**Description of the task:** Output the records exactly. Include every line.
============
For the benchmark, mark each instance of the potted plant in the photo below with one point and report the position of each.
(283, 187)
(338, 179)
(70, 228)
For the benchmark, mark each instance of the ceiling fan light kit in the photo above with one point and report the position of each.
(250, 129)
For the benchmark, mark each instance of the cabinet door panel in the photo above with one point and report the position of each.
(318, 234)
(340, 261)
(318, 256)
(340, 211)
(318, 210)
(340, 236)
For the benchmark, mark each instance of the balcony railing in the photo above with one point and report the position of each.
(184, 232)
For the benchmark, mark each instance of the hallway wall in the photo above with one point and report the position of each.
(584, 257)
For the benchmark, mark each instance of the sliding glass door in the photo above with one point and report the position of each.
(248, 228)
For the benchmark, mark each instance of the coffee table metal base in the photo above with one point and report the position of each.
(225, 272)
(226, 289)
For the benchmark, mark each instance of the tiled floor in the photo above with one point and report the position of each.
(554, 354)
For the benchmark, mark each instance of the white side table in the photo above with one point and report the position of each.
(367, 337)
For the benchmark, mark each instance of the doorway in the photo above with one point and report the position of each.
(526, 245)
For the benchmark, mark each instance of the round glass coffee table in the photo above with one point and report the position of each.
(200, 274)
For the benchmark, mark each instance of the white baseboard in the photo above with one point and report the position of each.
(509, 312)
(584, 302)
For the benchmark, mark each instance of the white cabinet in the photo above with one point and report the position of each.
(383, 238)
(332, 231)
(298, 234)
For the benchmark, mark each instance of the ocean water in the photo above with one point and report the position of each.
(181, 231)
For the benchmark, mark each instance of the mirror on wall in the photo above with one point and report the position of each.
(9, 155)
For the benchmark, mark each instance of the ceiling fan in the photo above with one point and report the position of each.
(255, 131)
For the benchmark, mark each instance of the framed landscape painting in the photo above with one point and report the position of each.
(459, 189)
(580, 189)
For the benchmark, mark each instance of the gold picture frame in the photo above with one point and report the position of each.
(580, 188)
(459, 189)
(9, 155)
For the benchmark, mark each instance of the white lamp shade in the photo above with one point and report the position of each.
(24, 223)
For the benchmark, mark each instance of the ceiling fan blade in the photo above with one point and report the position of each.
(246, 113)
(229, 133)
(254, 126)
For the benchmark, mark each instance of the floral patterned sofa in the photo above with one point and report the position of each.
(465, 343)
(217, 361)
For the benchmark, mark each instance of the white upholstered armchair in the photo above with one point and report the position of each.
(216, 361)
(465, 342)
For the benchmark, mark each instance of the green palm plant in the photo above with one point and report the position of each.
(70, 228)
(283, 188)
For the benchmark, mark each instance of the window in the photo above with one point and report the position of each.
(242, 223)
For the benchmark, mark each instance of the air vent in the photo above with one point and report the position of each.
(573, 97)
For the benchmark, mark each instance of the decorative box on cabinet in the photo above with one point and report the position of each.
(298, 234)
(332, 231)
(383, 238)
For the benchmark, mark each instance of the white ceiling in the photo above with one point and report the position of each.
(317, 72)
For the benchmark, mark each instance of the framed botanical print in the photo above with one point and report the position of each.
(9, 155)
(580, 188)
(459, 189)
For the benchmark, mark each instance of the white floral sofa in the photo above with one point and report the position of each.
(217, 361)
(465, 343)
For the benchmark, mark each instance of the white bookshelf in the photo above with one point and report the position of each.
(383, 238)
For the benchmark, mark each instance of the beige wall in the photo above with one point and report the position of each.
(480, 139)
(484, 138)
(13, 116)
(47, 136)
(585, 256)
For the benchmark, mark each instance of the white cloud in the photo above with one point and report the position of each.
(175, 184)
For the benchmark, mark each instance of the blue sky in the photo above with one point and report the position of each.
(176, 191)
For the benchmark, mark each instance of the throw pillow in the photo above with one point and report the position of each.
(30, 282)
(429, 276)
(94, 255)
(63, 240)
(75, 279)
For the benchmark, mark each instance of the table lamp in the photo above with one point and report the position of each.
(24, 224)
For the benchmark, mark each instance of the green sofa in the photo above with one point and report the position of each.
============
**Finished answer:**
For the benchmark, mark each instance of the potted plant in the photo below with one point and report the position of each.
(283, 187)
(338, 179)
(70, 228)
For the benchmark, mark each instance of the ceiling fan light kit in the photo above with one point and report the position of each.
(250, 129)
For the benchmark, mark each instance of the cabinet door panel in the photo above with one point and report the position of each.
(318, 234)
(340, 261)
(318, 256)
(340, 211)
(318, 210)
(340, 236)
For the benchmark, mark each instance of the balcony railing in the photo above with one point and report the position of each.
(184, 232)
For the benchmark, mark each instance of the hallway wall in the photo above with one point and report the position of each.
(584, 257)
For the benchmark, mark each instance of the sliding glass door in the photo above with one point and report the position of each.
(248, 228)
For the benchmark, mark each instance of the coffee table metal base in the photo above with one point and report the position of each.
(225, 272)
(226, 289)
For the benchmark, mark each instance of the tiled floor in the photo above with one point and report the position of each.
(554, 354)
For the benchmark, mark each instance of the white side table in the photo above with one point and report the position of each.
(367, 337)
For the benchmark, mark each instance of the doorway in the photo above with one point and report the position of each.
(526, 245)
For the benchmark, mark each instance of the round glass coffee table in the photo above with one point and report the position of each.
(200, 274)
For the benchmark, mark each instance of the white baseboard in the photo above with one point and report the position of each.
(509, 312)
(584, 302)
For the benchmark, mark each instance of the white cabinet in the photo above with one point and report the position of each.
(383, 238)
(332, 231)
(298, 234)
For the benchmark, mark each instance of the ocean water in the photo above with one point and report the position of each.
(181, 231)
For the benchmark, mark each instance of the mirror on wall in the photo above with one point and report the position of each.
(9, 155)
For the benchmark, mark each instance of the ceiling fan in the photo above with one point and report the position of each.
(255, 131)
For the benchmark, mark each instance of the framed landscape painting in the photo above with one point and report the position of each.
(459, 189)
(580, 189)
For the benchmark, mark each instance of the gold picture frame in the photo above with one point and report the position of each.
(580, 188)
(459, 189)
(9, 155)
For the benchmark, mark each instance of the white lamp shade in the photo above with one point and report the position of each.
(24, 223)
For the benchmark, mark each instance of the ceiling fan blade in the photo above with one point and report the position of each.
(246, 113)
(229, 133)
(254, 126)
For the benchmark, mark each instance of the floral patterned sofa in the photo above with one point and report the position of each.
(465, 343)
(217, 361)
For the benchmark, mark each instance of the white upholstered armchair in the photo above with one point and report the position of each.
(216, 361)
(465, 342)
For the benchmark, mark each instance of the green palm plant in the photo above with one point and report the position of each.
(70, 228)
(283, 188)
For the benchmark, mark each instance of the window in the photo above with one point and report the position of each.
(242, 223)
For the benchmark, mark each instance of the air vent in the photo above with one point and report the position of each.
(573, 97)
For the benchmark, mark each instance of the decorative box on cabinet in the photo above with one point and report the position of each.
(298, 234)
(332, 231)
(383, 238)
For the benchmark, mark each instance of the white ceiling in the photo above with one point and report the position of each.
(317, 72)
For the benchmark, mark each instance of the framed botanical print in the photo above with one point and report the position of each.
(9, 155)
(580, 188)
(459, 189)
For the benchmark, mark each instance of the white floral sofa in the photo above with one point and report the position of each.
(217, 361)
(465, 343)
For the benchmark, mark each instance of the white bookshelf in the photo above with one point and report the position of each.
(383, 238)
For the benchmark, mark each instance of the beige wall in the photo above with one point and report the position of each.
(480, 139)
(484, 138)
(13, 116)
(47, 136)
(585, 256)
For the benchmark, mark each instance of the white cloud in the photo above with one point and report the position of each.
(175, 184)
For the benchmark, mark each instance of the blue sky in the photo above with one point and report the position of each.
(176, 191)
For the benchmark, mark each instance of the throw pillow in the photo above with one point and report the position of each.
(30, 282)
(429, 276)
(94, 255)
(63, 240)
(75, 279)
For the benchmark, mark each instance of the table lamp in the photo above with one point and report the position of each.
(24, 224)
For the benchmark, mark each instance of the green sofa in the photo above with one point and report the position of each.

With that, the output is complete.